╭─ Data provided

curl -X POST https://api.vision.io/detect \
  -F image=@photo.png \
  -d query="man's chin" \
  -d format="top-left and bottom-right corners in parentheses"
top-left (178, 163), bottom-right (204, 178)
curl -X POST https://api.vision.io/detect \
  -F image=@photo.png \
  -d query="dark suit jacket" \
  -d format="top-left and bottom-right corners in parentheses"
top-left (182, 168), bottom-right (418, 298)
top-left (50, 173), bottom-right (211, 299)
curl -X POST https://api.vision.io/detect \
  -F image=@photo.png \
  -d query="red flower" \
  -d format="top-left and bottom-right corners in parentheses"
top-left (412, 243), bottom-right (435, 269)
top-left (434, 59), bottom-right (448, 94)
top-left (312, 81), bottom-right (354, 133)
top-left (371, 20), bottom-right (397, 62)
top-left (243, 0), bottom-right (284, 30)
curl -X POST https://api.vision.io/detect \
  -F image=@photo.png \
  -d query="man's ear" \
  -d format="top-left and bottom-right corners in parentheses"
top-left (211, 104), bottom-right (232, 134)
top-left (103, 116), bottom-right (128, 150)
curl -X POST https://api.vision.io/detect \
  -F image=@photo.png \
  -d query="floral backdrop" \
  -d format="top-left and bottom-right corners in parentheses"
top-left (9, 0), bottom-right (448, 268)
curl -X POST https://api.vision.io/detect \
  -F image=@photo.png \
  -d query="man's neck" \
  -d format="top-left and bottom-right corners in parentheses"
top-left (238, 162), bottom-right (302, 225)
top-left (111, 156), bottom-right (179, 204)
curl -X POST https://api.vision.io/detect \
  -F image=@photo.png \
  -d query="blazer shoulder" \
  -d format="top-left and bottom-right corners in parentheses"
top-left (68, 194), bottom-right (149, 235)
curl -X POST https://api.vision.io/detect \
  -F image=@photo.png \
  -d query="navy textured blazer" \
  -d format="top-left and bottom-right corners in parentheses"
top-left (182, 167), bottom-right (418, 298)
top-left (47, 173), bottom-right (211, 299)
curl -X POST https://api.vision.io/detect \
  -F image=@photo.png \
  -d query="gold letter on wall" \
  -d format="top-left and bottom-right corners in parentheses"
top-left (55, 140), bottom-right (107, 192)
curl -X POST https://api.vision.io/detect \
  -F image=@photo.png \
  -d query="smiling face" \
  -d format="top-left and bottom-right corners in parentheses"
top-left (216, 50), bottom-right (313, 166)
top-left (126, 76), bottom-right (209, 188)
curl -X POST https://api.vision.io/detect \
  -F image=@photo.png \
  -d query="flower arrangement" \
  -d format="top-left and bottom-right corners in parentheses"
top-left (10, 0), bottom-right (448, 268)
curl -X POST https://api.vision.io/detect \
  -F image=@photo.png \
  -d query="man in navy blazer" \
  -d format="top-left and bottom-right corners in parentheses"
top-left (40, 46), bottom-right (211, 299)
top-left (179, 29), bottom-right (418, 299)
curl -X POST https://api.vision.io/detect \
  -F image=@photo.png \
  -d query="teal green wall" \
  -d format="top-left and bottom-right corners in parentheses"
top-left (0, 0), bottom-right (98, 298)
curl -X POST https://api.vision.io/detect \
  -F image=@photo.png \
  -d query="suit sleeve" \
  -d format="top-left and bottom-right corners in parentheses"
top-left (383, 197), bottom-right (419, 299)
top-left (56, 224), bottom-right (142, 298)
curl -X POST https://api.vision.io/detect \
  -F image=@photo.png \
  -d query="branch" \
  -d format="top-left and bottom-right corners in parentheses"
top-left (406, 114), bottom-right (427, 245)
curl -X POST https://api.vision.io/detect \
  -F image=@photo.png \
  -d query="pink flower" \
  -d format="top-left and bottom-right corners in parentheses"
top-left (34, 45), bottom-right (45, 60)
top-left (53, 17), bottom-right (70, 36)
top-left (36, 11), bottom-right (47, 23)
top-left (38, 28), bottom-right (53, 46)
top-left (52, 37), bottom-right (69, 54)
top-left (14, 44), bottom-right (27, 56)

╰─

▶ [Task directions]: Count the lines in the records above that contain the word "wall", and give only that number.

▶ [Output of the exercise]: 2